PROBLEMS TO WORK ON:
1. According to the Minari article, which American state was the film mainly shot in?
2. Reproduce the Minari article's wording from "Now, just a" to "through and through.".

DOCUMENT TEXT:
Start of Block

Now, just a year on, fully aware of the talent of Korean storytellers, the Golden Globes have announced that another film in the Korean language likely to sweep awards season, Minari, will also only be considered as a foreign language film. The key difference between Parasite and Minari, though, is that the latter was funded by American production companies (A24 and Plan B, Brad Pitt’s company who funded Moonlight), shot in the rural towns of America (particularly Arkansas) and was made with a mostly Korean-American cast (The Walking Dead star Steven Yeun plays the key role). In all cases, bar the language these people speak, this is an American film, through and through.

Minari, directed by Isaac Lee Chung, tells the story of a family of Korean immigrants who’ve moved to the USA in search of their own version of the American dream, told from the perspective of their eight-year-old son. It debuted at Sundance Film Festival back in January 2020, and has spent months being hailed by critics as one of the best films of the year. Observer critic Oliver Jones called the film “One of the most profound and honest cinematic depictions of what it means to be American, not just this year, but in recent memory”.

End of Block

RECORD EXTRACTS:
Start of Block

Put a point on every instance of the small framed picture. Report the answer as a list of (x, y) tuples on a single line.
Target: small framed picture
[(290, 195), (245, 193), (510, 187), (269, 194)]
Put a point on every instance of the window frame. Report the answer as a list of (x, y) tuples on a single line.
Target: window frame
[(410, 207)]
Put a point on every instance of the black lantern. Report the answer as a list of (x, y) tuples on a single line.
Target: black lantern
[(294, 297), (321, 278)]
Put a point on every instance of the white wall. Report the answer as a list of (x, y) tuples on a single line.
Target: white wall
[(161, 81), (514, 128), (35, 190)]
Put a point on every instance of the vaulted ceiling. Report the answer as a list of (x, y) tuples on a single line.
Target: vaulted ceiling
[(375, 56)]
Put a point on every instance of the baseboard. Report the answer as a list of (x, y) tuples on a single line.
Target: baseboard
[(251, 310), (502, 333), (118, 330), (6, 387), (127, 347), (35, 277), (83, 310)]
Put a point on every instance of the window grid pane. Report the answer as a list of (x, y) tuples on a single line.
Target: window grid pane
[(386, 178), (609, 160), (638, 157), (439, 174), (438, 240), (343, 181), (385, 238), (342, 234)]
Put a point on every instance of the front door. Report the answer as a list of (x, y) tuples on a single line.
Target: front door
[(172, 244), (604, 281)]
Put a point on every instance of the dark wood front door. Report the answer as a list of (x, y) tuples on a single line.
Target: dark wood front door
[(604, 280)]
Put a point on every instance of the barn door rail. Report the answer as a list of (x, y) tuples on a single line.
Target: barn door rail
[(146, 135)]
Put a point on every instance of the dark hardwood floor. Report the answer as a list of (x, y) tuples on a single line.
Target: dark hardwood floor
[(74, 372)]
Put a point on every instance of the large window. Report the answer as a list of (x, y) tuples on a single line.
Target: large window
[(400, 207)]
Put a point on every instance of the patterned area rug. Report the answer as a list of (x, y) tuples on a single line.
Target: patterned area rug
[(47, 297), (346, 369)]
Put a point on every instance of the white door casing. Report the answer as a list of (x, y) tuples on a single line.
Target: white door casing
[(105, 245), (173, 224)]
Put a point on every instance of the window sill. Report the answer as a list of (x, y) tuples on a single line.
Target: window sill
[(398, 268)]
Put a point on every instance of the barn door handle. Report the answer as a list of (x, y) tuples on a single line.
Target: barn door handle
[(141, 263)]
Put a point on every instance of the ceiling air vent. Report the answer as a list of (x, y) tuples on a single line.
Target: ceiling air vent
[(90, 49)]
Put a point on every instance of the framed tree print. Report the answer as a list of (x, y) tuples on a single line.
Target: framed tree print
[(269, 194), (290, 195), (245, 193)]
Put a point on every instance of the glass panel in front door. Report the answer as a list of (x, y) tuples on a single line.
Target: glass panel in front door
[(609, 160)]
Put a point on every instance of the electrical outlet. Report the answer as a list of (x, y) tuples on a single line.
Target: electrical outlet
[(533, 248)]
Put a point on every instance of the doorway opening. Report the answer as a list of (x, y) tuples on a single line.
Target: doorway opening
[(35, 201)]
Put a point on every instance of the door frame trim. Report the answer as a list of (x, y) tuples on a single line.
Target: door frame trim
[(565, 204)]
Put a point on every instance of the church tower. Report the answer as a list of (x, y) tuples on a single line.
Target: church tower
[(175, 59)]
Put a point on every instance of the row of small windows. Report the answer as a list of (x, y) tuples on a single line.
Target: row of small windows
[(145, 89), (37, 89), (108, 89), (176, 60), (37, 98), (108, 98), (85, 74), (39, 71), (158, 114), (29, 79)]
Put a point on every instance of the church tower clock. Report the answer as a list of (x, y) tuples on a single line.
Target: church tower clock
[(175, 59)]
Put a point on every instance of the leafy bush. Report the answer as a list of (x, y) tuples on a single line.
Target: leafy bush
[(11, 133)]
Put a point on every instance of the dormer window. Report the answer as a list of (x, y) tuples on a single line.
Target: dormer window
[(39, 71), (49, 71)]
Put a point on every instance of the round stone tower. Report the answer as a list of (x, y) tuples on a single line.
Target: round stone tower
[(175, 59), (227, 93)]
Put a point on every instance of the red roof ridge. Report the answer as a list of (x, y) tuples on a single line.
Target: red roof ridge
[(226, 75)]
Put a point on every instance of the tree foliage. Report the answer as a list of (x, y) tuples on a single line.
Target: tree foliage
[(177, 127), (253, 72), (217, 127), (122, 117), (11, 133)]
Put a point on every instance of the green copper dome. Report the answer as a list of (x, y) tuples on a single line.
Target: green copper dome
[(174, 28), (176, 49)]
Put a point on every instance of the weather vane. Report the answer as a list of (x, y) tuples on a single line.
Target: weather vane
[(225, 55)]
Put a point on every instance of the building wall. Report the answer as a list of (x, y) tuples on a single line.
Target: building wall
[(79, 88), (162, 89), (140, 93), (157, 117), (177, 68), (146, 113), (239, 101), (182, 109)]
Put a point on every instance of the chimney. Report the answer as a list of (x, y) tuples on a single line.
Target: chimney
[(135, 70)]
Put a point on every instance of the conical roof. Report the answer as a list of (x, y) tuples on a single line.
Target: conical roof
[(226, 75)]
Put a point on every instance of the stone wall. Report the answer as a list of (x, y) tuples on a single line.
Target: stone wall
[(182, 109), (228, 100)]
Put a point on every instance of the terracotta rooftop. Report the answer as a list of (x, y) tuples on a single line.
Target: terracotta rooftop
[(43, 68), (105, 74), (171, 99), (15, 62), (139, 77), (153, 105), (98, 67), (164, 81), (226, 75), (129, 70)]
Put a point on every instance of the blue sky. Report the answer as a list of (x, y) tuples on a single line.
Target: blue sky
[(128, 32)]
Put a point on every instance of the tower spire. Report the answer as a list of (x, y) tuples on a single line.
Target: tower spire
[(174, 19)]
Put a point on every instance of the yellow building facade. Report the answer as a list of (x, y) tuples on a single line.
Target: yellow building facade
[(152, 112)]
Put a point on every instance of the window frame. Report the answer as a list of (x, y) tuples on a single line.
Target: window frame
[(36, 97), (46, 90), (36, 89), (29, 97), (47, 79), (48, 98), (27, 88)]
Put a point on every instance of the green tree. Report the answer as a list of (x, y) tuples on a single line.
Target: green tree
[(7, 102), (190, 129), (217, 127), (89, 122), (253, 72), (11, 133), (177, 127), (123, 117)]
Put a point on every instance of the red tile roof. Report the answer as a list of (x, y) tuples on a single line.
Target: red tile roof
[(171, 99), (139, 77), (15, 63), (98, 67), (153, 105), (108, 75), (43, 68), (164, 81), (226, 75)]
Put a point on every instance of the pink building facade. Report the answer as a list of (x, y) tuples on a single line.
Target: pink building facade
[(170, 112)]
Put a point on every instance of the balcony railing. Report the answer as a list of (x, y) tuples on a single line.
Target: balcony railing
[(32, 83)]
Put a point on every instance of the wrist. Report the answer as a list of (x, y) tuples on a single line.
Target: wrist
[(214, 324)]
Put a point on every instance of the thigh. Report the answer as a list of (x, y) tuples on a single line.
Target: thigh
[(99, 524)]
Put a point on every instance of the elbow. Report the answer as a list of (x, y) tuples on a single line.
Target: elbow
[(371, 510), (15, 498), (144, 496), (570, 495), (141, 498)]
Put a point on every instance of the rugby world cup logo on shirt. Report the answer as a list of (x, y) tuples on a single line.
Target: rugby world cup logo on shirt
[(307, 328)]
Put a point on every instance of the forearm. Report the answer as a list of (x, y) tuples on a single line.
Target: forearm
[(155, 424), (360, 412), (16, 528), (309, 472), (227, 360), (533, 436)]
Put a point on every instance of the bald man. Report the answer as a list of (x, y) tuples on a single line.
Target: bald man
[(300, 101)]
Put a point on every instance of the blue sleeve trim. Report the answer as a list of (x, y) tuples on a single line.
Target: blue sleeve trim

End of Block

PROBLEM SOLUTIONS:
1. Arkansas.

2.
Now, just a year on, fully aware of the talent of Korean storytellers, the Golden Globes have announced that another film in the Korean language likely to sweep awards season, Minari, will also only be considered as a foreign language film. The key difference between Parasite and Minari, though, is that the latter was funded by American production companies (A24 and Plan B, Brad Pitt’s company who funded Moonlight), shot in the rural towns of America (particularly Arkansas) and was made with a mostly Korean-American cast (The Walking Dead star Steven Yeun plays the key role). In all cases, bar the language these people speak, this is an American film, through and through.